● **REQUIREMENT**:
Rescale the listing below by repeating every line, the request line included, with each point coordinate multiplied by 2.05 and rounded to the nearest whole number, halves rounded up.
--
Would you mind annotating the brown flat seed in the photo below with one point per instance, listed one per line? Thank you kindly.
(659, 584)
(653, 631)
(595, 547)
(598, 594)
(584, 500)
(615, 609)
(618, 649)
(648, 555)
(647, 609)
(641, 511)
--
● **WRITTEN SOLUTION**:
Would you mind annotating the brown flat seed in the photo below with one point per instance, listed one per line? Thank you kindly.
(1351, 1197)
(1339, 1294)
(1220, 1121)
(1226, 1218)
(1197, 1025)
(1261, 1248)
(1267, 1330)
(1328, 1138)
(1326, 1248)
(1314, 1048)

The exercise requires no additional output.